Stored entries
-- BEGIN --

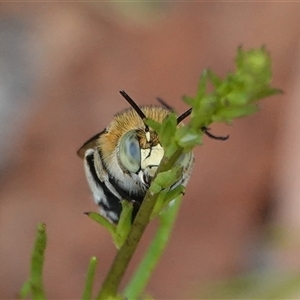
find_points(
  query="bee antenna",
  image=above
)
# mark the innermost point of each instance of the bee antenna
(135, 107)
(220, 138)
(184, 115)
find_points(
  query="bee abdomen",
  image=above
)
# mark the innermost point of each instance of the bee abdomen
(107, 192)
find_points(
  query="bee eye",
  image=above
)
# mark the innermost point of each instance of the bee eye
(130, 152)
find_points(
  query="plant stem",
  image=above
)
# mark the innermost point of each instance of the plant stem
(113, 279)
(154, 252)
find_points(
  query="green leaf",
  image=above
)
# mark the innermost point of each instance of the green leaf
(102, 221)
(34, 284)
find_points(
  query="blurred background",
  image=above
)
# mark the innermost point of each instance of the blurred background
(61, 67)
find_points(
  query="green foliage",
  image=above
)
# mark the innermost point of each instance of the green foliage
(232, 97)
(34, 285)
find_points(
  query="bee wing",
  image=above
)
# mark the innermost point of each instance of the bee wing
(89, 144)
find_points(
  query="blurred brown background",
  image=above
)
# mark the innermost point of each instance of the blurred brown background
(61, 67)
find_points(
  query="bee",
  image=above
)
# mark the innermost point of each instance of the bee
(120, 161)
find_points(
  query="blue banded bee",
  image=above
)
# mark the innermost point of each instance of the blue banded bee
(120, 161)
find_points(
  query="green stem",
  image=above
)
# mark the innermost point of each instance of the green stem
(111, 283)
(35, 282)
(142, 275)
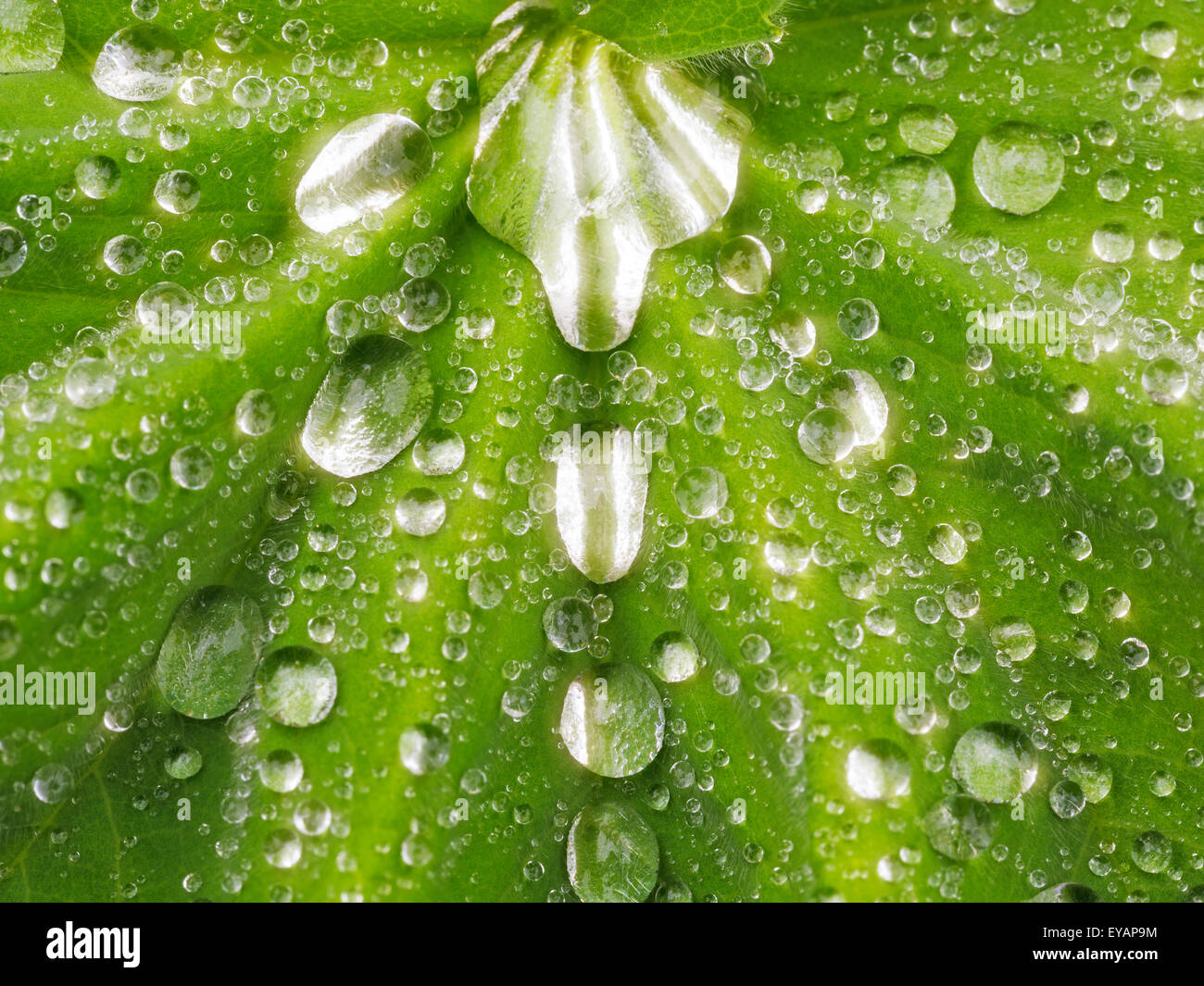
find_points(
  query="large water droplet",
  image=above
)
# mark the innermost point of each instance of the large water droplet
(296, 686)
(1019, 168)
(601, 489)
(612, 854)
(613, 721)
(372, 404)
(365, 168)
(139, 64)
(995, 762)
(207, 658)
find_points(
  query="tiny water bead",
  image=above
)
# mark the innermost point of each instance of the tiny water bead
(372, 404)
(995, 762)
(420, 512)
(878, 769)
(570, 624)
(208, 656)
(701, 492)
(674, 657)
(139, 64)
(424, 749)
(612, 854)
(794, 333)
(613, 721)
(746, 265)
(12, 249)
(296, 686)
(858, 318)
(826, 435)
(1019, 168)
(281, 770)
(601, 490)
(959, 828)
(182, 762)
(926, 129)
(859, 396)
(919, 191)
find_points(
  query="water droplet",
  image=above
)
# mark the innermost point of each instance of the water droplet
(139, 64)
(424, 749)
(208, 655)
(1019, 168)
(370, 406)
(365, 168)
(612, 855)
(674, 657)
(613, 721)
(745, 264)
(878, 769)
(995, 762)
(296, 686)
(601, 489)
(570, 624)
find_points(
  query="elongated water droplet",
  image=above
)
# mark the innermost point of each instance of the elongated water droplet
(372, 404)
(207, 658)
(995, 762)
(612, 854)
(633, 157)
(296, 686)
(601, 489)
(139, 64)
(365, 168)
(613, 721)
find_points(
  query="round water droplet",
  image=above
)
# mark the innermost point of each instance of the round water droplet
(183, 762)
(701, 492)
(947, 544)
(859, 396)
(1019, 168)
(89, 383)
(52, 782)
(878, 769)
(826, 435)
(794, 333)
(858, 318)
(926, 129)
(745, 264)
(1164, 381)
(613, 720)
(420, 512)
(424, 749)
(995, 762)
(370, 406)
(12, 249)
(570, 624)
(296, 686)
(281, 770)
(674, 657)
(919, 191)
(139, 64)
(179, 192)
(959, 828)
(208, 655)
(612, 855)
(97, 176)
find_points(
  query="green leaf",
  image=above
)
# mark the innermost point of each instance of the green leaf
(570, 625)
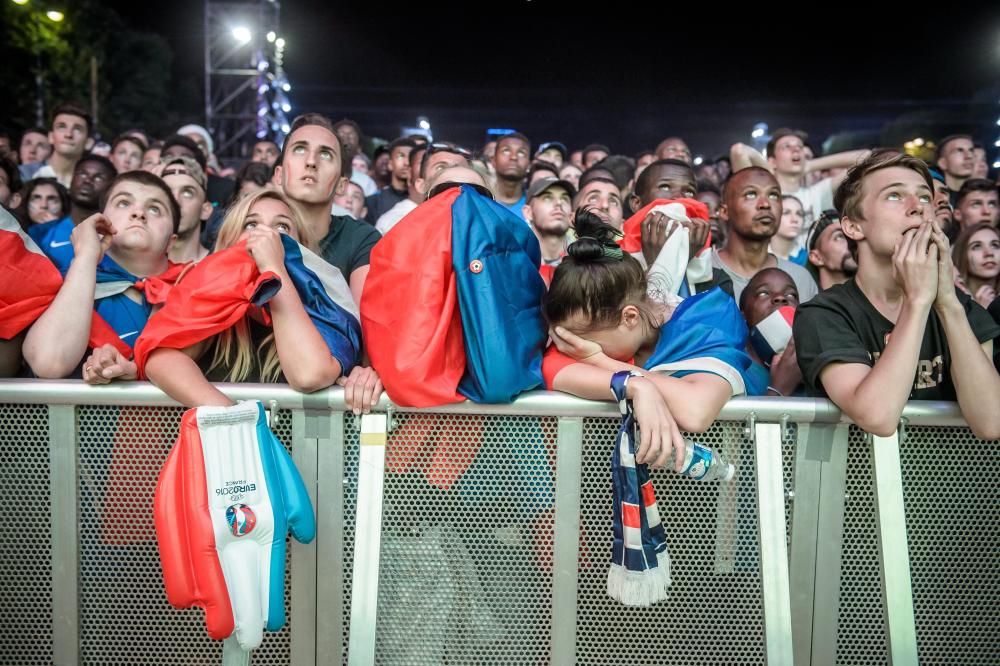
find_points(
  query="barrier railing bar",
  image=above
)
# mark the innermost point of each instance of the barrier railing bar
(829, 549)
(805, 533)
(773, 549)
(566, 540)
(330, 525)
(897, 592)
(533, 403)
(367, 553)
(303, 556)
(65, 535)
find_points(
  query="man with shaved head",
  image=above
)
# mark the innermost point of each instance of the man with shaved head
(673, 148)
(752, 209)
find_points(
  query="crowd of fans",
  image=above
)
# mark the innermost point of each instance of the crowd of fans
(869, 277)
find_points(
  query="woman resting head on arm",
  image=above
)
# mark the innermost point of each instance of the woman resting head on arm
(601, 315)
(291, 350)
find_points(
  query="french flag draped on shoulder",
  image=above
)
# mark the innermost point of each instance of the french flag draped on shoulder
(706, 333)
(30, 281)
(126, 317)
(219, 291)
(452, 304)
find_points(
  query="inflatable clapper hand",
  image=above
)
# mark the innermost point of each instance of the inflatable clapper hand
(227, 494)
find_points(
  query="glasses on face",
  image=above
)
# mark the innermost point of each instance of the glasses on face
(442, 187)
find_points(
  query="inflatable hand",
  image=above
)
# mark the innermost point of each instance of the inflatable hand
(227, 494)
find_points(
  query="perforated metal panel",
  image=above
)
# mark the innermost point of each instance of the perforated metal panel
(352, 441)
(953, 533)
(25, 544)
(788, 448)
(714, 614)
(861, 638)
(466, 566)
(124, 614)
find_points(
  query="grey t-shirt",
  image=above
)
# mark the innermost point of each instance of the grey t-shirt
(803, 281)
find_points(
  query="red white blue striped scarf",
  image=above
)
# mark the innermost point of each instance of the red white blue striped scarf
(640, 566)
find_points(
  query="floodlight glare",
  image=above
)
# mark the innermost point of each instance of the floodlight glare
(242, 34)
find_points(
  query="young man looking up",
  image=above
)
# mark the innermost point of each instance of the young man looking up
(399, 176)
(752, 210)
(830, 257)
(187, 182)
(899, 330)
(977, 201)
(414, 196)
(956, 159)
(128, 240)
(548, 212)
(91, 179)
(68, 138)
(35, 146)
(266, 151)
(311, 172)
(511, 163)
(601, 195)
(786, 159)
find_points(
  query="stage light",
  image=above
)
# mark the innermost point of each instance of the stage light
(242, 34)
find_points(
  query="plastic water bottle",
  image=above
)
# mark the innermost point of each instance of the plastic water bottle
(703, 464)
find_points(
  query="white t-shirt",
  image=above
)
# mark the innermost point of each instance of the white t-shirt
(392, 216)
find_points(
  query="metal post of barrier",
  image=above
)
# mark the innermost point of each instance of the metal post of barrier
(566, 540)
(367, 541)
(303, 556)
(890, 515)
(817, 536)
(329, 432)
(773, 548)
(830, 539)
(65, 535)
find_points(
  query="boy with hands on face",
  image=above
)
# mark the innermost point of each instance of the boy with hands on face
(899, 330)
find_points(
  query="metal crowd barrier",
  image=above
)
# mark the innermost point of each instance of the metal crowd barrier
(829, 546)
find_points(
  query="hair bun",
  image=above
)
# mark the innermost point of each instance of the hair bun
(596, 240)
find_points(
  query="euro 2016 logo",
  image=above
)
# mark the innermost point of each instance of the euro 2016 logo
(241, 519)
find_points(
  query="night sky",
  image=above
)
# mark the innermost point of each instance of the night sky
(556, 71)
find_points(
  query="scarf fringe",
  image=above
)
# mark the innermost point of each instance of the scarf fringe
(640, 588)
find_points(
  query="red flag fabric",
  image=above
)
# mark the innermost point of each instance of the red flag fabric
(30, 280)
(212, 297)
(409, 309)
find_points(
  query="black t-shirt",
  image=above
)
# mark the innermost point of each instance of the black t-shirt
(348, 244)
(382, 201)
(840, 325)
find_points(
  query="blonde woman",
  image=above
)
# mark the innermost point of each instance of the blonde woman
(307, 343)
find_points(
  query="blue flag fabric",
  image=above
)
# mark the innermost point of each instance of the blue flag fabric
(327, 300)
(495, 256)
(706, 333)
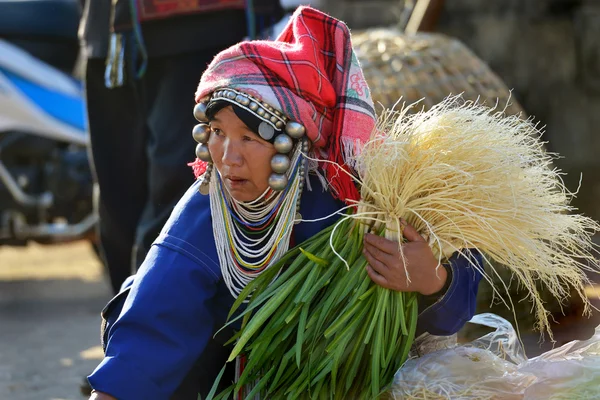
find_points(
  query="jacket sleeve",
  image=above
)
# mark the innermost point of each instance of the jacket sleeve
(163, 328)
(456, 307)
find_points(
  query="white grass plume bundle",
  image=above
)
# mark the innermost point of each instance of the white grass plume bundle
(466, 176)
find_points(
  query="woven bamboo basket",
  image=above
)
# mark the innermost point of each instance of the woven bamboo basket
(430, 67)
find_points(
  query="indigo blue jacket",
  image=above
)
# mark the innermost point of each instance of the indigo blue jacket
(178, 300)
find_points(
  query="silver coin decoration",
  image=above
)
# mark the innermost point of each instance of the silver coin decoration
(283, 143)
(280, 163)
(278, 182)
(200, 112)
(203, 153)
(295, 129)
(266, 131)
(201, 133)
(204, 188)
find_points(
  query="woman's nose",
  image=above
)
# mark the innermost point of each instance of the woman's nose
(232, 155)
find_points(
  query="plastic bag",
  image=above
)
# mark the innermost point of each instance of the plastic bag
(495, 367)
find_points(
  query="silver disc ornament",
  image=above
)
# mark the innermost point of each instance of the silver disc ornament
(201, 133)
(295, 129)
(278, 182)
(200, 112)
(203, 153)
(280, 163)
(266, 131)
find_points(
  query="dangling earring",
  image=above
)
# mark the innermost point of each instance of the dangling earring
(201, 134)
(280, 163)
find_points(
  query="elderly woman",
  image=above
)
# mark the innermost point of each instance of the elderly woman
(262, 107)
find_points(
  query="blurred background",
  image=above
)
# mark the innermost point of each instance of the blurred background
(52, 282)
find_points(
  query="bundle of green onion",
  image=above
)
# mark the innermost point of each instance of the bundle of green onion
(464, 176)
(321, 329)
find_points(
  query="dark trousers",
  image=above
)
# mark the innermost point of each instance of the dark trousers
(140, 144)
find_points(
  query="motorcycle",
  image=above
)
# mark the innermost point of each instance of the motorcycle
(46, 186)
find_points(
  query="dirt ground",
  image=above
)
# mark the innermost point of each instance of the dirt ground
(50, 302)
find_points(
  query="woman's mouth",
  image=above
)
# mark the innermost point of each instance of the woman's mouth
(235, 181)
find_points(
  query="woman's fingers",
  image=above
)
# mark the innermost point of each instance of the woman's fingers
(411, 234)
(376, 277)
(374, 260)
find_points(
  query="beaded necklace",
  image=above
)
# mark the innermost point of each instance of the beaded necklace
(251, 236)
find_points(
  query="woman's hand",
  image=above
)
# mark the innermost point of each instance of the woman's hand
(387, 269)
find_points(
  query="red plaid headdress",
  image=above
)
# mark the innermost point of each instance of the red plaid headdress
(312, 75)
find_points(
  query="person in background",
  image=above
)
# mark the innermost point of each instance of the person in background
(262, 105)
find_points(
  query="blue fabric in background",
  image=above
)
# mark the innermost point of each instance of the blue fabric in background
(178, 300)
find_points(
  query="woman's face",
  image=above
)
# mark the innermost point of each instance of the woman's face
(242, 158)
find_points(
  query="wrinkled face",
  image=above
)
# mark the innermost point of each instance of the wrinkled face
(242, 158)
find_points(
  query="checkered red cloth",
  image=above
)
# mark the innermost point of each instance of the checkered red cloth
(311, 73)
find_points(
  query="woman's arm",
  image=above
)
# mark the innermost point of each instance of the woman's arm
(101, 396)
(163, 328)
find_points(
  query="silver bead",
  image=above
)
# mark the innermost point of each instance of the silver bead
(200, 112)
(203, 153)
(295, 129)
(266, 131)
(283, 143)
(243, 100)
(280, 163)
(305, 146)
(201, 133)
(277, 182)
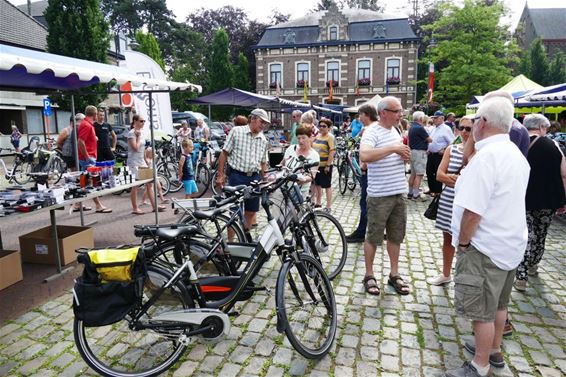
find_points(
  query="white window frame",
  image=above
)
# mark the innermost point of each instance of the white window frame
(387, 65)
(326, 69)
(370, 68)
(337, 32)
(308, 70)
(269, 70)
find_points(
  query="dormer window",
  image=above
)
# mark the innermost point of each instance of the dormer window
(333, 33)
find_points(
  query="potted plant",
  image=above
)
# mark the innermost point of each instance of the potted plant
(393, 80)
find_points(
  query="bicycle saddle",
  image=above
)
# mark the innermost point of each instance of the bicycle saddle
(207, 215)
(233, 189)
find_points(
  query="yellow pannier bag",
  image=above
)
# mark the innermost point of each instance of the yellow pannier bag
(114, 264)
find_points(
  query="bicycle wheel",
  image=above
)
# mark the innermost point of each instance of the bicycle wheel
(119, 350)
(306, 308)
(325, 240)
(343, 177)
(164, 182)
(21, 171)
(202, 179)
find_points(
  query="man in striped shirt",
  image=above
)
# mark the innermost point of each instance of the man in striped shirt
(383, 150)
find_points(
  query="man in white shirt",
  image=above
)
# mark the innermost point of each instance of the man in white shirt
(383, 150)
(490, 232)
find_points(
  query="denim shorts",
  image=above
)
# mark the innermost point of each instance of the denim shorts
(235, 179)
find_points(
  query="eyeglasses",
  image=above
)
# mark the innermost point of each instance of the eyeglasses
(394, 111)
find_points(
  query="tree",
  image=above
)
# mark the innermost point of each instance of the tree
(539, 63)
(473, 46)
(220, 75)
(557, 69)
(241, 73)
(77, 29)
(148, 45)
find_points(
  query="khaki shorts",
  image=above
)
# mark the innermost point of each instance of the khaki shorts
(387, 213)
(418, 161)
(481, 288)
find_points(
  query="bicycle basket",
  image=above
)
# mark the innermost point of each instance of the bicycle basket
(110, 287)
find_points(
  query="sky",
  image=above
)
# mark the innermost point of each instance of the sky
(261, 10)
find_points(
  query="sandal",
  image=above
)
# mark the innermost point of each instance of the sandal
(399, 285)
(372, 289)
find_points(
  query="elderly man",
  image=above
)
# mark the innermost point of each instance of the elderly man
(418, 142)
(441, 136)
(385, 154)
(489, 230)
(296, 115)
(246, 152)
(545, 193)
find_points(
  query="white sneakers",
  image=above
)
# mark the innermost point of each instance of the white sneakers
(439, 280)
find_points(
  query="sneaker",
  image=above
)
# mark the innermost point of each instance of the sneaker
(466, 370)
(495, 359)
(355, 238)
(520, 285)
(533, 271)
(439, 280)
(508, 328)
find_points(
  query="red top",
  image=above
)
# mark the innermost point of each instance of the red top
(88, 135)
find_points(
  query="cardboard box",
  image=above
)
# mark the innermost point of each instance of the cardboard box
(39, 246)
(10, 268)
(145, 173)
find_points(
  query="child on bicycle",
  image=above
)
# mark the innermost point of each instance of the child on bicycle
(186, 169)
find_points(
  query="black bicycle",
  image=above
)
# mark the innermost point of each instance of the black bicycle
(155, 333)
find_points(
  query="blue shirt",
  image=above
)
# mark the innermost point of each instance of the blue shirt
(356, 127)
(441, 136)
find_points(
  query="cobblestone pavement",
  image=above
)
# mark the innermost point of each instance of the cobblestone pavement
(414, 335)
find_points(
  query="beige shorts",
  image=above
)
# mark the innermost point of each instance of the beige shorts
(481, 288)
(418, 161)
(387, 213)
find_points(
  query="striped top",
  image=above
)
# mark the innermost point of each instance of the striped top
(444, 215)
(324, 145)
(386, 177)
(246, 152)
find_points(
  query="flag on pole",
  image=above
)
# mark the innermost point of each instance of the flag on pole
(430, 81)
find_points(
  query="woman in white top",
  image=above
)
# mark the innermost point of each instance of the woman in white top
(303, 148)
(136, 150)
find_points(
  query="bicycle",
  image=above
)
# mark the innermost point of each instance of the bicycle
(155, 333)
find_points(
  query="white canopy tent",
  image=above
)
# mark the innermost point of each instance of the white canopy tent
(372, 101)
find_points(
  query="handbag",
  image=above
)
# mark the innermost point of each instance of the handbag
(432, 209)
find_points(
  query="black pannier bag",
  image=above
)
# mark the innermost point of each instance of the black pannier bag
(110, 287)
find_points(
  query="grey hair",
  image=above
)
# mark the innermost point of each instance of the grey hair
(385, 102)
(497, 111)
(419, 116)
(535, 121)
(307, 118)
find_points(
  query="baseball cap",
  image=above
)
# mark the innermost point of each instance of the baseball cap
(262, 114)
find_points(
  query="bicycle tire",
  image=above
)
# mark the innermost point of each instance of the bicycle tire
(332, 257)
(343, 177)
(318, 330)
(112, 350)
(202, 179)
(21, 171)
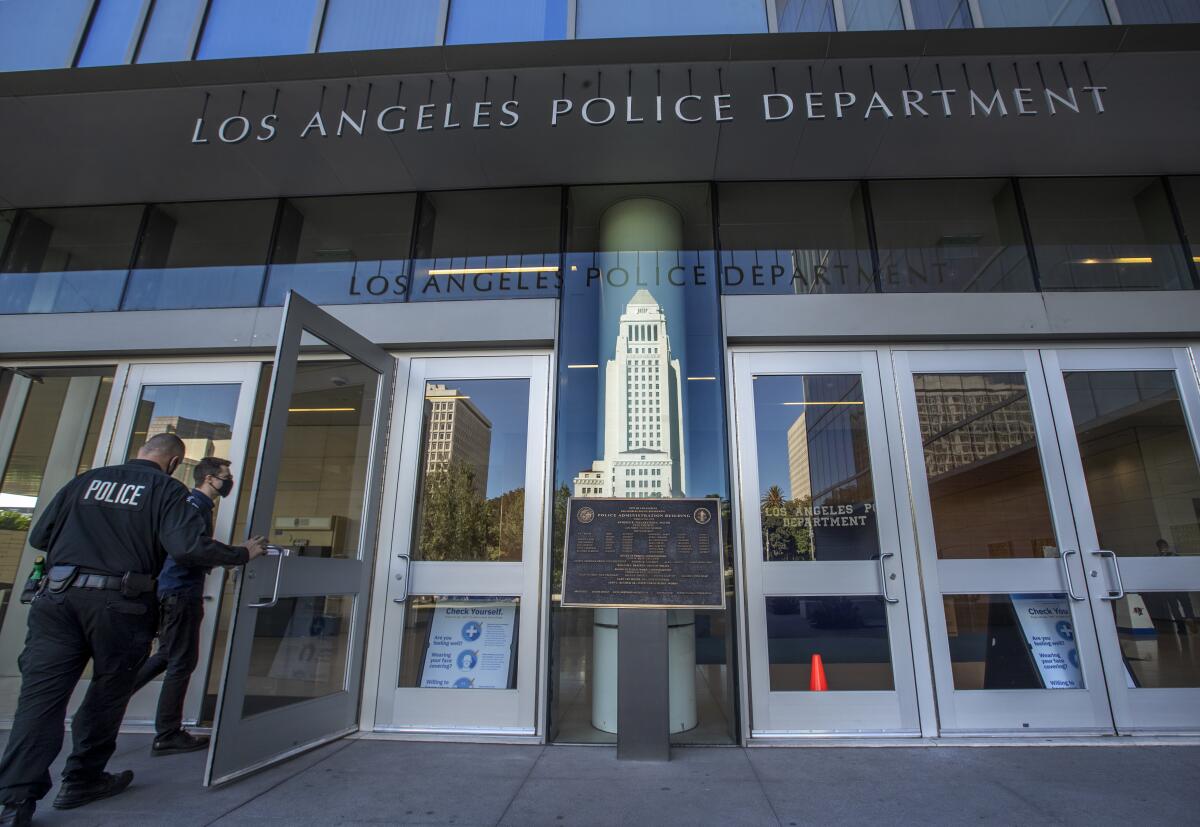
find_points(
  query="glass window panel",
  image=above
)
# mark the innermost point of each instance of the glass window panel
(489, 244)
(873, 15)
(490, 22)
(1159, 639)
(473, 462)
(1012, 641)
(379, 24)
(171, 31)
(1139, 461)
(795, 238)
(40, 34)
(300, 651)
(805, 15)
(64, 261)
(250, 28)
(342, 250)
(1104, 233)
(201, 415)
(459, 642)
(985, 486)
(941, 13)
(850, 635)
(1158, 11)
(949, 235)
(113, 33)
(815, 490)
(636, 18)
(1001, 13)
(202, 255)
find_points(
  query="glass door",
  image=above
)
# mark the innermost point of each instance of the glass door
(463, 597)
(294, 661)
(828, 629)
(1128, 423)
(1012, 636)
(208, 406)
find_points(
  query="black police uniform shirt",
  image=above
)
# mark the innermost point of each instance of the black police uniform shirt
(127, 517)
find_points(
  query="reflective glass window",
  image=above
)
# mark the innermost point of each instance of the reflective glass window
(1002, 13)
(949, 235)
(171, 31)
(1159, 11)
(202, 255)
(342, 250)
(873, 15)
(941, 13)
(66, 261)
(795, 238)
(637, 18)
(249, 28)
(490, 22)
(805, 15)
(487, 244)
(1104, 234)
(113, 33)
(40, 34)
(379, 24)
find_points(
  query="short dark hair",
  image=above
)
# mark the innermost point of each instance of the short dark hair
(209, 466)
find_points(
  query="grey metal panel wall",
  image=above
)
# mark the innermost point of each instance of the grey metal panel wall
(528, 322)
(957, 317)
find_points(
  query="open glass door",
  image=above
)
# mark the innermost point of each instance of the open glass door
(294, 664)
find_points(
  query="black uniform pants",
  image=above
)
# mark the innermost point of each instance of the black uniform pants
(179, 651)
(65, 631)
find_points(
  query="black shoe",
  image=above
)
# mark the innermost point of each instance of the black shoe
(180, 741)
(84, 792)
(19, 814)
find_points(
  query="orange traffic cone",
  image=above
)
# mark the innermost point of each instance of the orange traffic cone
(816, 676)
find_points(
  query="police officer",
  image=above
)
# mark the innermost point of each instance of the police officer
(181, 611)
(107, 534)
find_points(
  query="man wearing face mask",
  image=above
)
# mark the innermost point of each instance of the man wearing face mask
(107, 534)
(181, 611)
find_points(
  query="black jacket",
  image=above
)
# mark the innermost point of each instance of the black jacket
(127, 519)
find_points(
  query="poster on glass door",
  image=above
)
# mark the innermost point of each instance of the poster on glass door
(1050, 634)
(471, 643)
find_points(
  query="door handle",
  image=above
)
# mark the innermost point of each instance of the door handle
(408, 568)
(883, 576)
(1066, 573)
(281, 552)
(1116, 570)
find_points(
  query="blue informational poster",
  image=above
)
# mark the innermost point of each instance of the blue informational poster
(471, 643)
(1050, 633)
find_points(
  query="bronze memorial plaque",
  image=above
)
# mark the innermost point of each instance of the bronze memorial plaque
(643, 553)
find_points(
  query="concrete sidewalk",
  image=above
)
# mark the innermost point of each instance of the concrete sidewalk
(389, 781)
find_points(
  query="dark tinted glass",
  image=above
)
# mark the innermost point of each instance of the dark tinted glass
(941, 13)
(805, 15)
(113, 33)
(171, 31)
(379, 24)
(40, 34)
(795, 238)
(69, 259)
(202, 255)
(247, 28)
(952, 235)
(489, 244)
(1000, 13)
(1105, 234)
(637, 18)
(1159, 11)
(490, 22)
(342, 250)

-- END --

Task prompt:
Pull out every line of the rows above that contains the string "open", paying attention to upper and lower case.

Result for this exercise:
  query="open glass door",
# mark the innermost point of each instance of the open glass door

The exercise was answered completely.